======== DATASET ENTRIES
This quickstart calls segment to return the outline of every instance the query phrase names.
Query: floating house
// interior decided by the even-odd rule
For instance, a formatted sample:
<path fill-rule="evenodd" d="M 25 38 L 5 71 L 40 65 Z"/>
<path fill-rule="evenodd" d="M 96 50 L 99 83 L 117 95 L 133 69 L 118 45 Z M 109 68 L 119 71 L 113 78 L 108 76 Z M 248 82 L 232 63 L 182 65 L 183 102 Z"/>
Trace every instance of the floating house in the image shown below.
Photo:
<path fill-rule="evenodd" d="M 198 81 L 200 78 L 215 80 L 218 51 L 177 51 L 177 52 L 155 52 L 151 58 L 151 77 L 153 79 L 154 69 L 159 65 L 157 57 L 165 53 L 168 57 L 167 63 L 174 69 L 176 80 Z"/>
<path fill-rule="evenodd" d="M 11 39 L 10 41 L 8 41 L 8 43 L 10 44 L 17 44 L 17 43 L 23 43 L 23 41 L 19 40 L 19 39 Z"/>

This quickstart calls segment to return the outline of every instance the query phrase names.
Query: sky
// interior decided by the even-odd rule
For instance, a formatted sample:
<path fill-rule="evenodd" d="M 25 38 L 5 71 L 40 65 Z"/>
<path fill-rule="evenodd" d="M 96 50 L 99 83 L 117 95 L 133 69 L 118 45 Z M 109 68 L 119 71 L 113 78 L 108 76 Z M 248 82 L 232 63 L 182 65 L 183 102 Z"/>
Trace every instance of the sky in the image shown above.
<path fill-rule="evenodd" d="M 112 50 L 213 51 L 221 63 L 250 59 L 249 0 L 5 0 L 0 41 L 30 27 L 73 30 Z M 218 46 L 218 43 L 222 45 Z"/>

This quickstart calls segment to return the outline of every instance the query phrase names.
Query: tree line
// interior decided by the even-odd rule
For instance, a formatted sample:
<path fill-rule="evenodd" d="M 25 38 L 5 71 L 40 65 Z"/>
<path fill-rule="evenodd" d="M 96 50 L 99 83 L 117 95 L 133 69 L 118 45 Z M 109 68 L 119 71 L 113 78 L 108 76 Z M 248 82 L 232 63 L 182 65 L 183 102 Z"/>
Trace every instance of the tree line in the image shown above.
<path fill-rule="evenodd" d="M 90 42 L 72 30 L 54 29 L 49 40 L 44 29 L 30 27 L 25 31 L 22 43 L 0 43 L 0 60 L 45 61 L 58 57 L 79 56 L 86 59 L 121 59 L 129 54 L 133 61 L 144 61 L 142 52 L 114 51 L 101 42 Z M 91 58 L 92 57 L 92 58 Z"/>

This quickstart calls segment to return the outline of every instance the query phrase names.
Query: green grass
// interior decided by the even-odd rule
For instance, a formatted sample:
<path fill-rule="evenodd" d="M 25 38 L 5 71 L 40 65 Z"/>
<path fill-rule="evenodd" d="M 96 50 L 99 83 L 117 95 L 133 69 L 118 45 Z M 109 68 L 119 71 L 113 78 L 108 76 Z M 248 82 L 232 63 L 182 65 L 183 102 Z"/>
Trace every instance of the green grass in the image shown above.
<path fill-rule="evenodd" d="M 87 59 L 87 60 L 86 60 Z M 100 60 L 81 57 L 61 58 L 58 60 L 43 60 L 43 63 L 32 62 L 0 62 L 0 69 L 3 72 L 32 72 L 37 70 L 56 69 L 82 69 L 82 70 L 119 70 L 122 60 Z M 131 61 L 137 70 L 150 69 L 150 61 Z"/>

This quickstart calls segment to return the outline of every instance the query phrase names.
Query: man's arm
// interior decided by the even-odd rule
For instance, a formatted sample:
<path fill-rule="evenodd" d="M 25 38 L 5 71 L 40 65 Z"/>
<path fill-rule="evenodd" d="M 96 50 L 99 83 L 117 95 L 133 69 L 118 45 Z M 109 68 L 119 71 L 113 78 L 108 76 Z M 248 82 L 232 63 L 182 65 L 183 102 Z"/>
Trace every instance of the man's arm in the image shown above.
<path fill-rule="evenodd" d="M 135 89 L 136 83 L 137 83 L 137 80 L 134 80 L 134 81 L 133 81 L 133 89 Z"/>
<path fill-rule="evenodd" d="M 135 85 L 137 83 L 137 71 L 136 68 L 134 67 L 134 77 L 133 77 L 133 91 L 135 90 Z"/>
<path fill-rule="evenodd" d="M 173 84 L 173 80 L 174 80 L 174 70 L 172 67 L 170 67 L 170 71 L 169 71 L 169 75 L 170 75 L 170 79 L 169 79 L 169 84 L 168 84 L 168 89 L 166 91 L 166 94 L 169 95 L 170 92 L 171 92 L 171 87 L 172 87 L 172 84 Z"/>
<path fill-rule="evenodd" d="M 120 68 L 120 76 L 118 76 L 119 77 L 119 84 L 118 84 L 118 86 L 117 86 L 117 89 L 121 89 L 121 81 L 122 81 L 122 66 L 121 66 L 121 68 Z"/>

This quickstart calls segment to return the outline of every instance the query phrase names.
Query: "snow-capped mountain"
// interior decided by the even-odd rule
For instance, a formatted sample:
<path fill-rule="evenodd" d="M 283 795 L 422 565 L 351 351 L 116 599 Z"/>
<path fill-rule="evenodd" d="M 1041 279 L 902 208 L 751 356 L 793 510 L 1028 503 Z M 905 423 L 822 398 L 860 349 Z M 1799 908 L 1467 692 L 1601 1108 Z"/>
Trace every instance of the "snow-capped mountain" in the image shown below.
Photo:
================
* _TASK DESCRIPTION_: Look through the records for the word "mountain". Every line that has it should be copied.

* _TASK RESULT_:
Query: "snow-capped mountain"
Trace every instance of the "snow-capped mountain" in the image shown below.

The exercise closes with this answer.